PAGE TEXT –
In May, Nobel Laureate James D. Watson, the scientist who co-discovered the structure of DNA, became the first person to receive his own complete personal genome -- all three billion base pairs of his DNA code sequenced. The cost was $1 million, and the process took two months.
A million dollars for a map of all your genes is way out of reach for most people. The National Institutes of Health would like to bring it down to $1,000 by the year 2014, but plenty of technological hurdles remain before you’ll be able to secure your genetic blueprint for this more affordable price.
One promising method for speeding up DNA sequencing, and thus reducing its cost, is nanopore sequencing, where DNA moves through a tiny hole, much like thread going through a needle. The technique can detect individual DNA molecules, but the DNA gallops through so fast that it is impossible to read the individual letters, or bases, and determine the sequence. (The four letters of the genomic alphabet are A, T, G and C, each representing one of the base nucleotides that make up DNA.)
Using a theory based on classical hydrodynamics, a Northwestern University researcher now has explained the nature of the resistive force that determines the speed of the DNA as it moves through the nanopore, which is just five to 10 nanometers wide. (One nanometer is a billionth of a meter.) This understanding could help scientists figure out how to slow the DNA down enough to make it readable and usable -- for medical and biotechnology applications, in particular.
Sandip Ghosal, associate professor of mechanical engineering in Northwestern’s McCormick School of Engineering and Applied Science, is the first to apply classical hydrodynamics to the interaction of DNA with a nanopore. The findings are an important step toward achieving single-base resolution in nanopore sequencing.
“DNA is pulled through the nanopore’s channel by an electric force, but there also is a resistive force,” said Ghosal, sole author of the PRL paper. “My idea was that the resistance was coming from fluid friction, which could explain the speed measurements taken in experimental studies.”
In Ghosal’s explanation, the DNA pulls some of the fluid surrounding the molecule through the channel with it. The lubrication forces arising in this fluid layer create the resistance that opposes the electrical pulling force. Ghosal’s calculations in the PRL paper show that his theoretical model is consistent with experimental results and explains the DNA’s speed.
“Understanding the mechanics of DNA translocation will allow scientists to make alterations, to figure out how to apply more friction,” said Ghosal, who has proposed using a coating on the channel walls to slow down the flow of the DNA.

EXCERPTED DATA –
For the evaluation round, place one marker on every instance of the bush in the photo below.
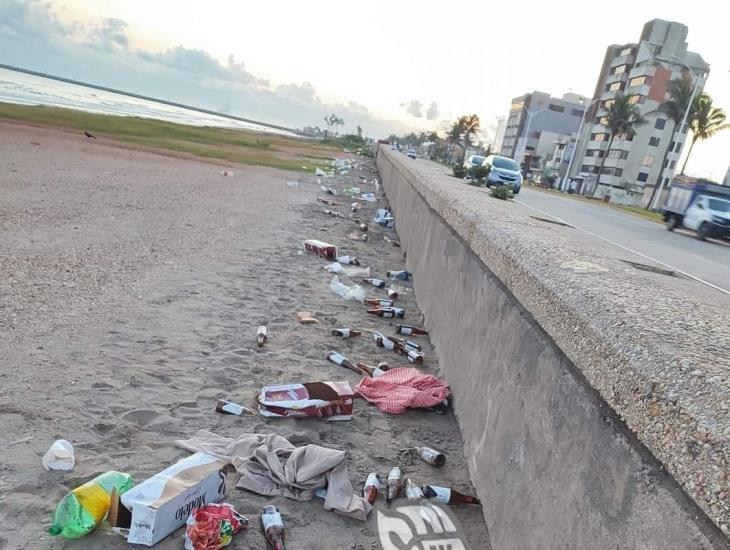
(502, 192)
(459, 171)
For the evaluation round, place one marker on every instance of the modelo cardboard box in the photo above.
(330, 400)
(160, 505)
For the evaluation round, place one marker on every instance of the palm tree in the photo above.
(469, 126)
(706, 121)
(622, 120)
(680, 92)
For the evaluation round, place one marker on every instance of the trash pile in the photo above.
(190, 493)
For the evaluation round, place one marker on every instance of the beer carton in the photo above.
(321, 248)
(331, 400)
(155, 508)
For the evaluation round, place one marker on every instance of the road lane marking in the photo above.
(626, 248)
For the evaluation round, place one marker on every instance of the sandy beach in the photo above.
(131, 288)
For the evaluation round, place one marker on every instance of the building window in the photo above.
(617, 154)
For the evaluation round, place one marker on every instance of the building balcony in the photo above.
(622, 77)
(623, 60)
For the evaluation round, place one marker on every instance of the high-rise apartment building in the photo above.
(535, 122)
(643, 71)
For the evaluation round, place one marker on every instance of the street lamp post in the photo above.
(577, 142)
(530, 115)
(681, 127)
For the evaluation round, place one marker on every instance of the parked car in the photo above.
(472, 161)
(702, 207)
(503, 171)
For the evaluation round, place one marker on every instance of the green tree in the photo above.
(706, 121)
(622, 120)
(680, 92)
(469, 126)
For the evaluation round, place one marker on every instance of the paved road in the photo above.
(681, 250)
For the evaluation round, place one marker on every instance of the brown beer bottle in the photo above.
(409, 330)
(261, 335)
(445, 495)
(346, 332)
(371, 371)
(378, 302)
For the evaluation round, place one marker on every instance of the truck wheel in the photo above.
(671, 222)
(702, 231)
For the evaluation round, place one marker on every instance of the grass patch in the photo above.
(239, 146)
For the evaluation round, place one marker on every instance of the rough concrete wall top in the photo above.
(656, 348)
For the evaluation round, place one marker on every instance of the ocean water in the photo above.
(27, 89)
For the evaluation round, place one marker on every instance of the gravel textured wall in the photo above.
(557, 464)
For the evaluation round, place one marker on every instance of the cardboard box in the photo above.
(321, 248)
(152, 510)
(331, 400)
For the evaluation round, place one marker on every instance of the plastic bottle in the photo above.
(431, 456)
(273, 527)
(82, 509)
(371, 488)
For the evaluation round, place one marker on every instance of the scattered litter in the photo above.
(403, 388)
(213, 526)
(60, 456)
(402, 275)
(372, 487)
(337, 267)
(228, 407)
(161, 504)
(331, 400)
(348, 260)
(83, 508)
(431, 456)
(354, 292)
(273, 527)
(321, 248)
(270, 465)
(261, 335)
(305, 318)
(384, 218)
(394, 484)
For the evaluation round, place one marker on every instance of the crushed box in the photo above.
(152, 510)
(331, 400)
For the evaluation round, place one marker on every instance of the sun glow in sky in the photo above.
(467, 56)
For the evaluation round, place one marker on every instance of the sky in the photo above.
(387, 65)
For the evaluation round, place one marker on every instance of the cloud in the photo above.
(433, 111)
(413, 108)
(33, 37)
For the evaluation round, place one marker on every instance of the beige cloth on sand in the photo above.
(269, 465)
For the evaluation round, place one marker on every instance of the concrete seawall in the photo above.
(556, 463)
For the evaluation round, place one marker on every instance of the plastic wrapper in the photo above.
(354, 292)
(213, 526)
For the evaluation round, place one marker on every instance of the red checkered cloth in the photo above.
(403, 388)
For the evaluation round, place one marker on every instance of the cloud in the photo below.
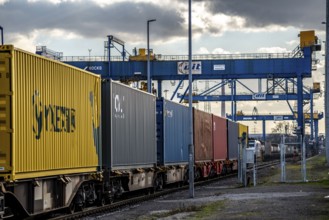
(260, 13)
(90, 19)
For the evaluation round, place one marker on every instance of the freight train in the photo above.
(69, 139)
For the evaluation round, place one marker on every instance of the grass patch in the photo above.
(181, 209)
(209, 210)
(200, 212)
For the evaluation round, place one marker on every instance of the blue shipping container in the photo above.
(172, 132)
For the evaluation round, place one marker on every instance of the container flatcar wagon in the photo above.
(219, 143)
(49, 131)
(128, 134)
(203, 141)
(172, 140)
(233, 143)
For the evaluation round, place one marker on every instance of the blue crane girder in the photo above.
(252, 68)
(267, 97)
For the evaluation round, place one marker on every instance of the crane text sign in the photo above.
(259, 96)
(182, 67)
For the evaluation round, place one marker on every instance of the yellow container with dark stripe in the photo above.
(49, 117)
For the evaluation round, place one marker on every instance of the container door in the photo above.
(6, 130)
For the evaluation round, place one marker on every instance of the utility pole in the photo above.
(191, 146)
(326, 101)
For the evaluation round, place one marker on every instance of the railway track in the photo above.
(117, 205)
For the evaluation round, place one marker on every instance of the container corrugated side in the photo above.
(243, 129)
(172, 132)
(219, 138)
(129, 139)
(203, 150)
(54, 117)
(233, 141)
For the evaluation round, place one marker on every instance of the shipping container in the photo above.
(219, 138)
(128, 127)
(203, 150)
(173, 137)
(243, 133)
(233, 139)
(49, 117)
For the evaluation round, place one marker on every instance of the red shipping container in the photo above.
(203, 150)
(219, 138)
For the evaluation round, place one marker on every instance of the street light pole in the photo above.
(1, 28)
(326, 101)
(191, 146)
(148, 56)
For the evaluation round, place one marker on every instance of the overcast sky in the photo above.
(219, 26)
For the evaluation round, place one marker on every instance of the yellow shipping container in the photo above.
(49, 117)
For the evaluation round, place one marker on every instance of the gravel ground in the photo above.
(226, 199)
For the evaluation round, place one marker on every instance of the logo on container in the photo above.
(118, 106)
(51, 118)
(169, 113)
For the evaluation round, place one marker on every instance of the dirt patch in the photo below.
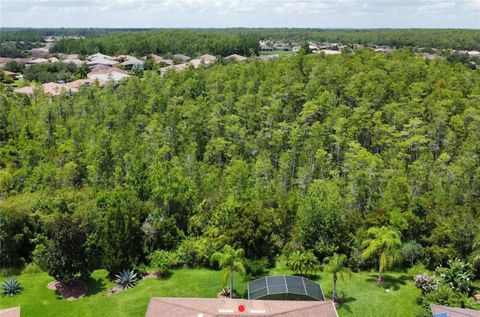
(69, 291)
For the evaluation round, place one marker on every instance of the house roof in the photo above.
(102, 61)
(132, 61)
(10, 312)
(53, 89)
(24, 90)
(38, 61)
(182, 57)
(207, 58)
(213, 307)
(443, 311)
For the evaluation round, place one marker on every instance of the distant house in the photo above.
(12, 75)
(53, 89)
(213, 307)
(443, 311)
(75, 61)
(132, 62)
(159, 59)
(208, 59)
(236, 58)
(38, 61)
(108, 74)
(181, 57)
(329, 52)
(98, 56)
(24, 90)
(102, 61)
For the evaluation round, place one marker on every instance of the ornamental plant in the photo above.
(426, 283)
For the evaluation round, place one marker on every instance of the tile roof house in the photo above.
(24, 90)
(213, 307)
(159, 59)
(442, 311)
(102, 61)
(108, 74)
(10, 312)
(183, 58)
(38, 61)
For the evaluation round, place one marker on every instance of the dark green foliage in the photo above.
(11, 287)
(306, 152)
(303, 262)
(119, 231)
(66, 255)
(126, 278)
(163, 261)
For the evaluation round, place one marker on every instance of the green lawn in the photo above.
(363, 296)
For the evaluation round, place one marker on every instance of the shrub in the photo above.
(126, 278)
(32, 268)
(11, 287)
(302, 262)
(163, 261)
(426, 283)
(256, 268)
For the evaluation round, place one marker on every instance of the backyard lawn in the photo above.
(363, 297)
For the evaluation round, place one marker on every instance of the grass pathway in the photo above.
(363, 297)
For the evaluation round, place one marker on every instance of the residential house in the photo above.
(108, 74)
(12, 75)
(102, 61)
(24, 90)
(38, 61)
(213, 307)
(182, 58)
(132, 62)
(159, 59)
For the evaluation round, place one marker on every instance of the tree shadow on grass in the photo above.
(390, 282)
(95, 286)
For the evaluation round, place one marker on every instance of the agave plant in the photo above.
(126, 278)
(11, 287)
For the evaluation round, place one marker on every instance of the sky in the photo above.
(241, 13)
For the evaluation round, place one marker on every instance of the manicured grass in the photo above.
(363, 297)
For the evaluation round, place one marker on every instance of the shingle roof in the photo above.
(212, 307)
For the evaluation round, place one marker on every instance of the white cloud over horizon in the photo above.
(241, 13)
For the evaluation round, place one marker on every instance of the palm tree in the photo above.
(229, 260)
(336, 265)
(383, 242)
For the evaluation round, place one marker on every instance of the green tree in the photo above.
(66, 255)
(384, 244)
(230, 260)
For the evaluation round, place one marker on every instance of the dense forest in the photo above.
(160, 42)
(302, 153)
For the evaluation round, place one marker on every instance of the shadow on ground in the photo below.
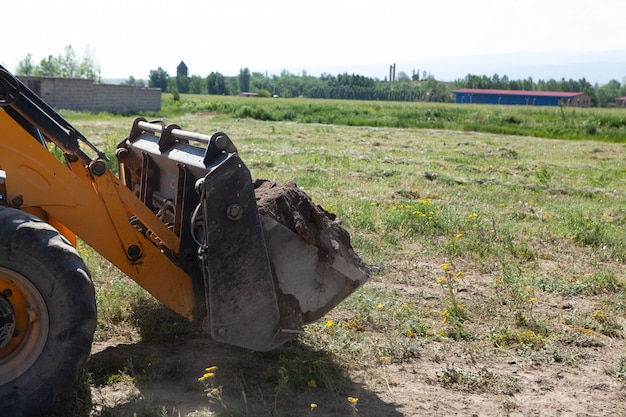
(158, 376)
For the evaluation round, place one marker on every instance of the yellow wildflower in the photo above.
(206, 376)
(445, 315)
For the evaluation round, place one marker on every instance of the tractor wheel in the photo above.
(47, 314)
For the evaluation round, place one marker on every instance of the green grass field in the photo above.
(500, 261)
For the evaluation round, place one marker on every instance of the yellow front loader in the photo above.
(253, 260)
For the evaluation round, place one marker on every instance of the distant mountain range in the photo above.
(595, 67)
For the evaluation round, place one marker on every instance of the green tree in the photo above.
(182, 84)
(25, 66)
(48, 67)
(216, 84)
(88, 67)
(607, 93)
(158, 79)
(66, 65)
(197, 85)
(244, 80)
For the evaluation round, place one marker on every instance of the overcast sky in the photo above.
(131, 37)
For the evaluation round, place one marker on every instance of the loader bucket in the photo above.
(264, 259)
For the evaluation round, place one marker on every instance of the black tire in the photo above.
(48, 311)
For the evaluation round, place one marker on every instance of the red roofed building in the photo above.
(521, 97)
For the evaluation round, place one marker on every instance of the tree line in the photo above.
(359, 87)
(341, 86)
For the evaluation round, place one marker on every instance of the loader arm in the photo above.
(182, 220)
(98, 208)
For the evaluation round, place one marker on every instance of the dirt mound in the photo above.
(292, 207)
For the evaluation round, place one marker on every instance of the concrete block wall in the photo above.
(85, 95)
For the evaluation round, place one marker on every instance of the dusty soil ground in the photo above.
(137, 376)
(402, 389)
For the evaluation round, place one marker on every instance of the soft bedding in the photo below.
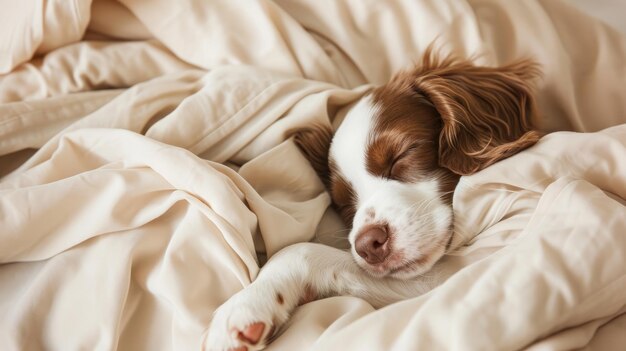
(146, 172)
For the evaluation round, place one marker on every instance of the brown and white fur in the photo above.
(391, 169)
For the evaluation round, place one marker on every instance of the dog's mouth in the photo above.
(398, 266)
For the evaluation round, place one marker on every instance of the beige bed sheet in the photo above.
(162, 169)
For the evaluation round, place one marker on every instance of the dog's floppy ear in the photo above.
(314, 142)
(486, 112)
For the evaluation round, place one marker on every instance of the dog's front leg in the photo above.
(297, 274)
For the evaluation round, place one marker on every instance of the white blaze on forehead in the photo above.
(350, 145)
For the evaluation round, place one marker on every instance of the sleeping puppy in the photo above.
(391, 169)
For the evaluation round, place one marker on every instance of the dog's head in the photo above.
(392, 165)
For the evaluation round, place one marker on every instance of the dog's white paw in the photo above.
(247, 320)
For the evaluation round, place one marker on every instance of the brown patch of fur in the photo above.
(343, 195)
(486, 112)
(309, 294)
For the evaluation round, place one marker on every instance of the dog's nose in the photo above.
(371, 244)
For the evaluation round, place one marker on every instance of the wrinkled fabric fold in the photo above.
(147, 172)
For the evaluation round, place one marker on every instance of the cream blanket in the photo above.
(162, 169)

WHAT TO DO – Please duplicate everything in the DNA sequencing article above from "In May, Nobel" down to "more affordable price.".

REPLY –
In May, Nobel Laureate James D. Watson, the scientist who co-discovered the structure of DNA, became the first person to receive his own complete personal genome -- all three billion base pairs of his DNA code sequenced. The cost was $1 million, and the process took two months.
A million dollars for a map of all your genes is way out of reach for most people. The National Institutes of Health would like to bring it down to $1,000 by the year 2014, but plenty of technological hurdles remain before you’ll be able to secure your genetic blueprint for this more affordable price.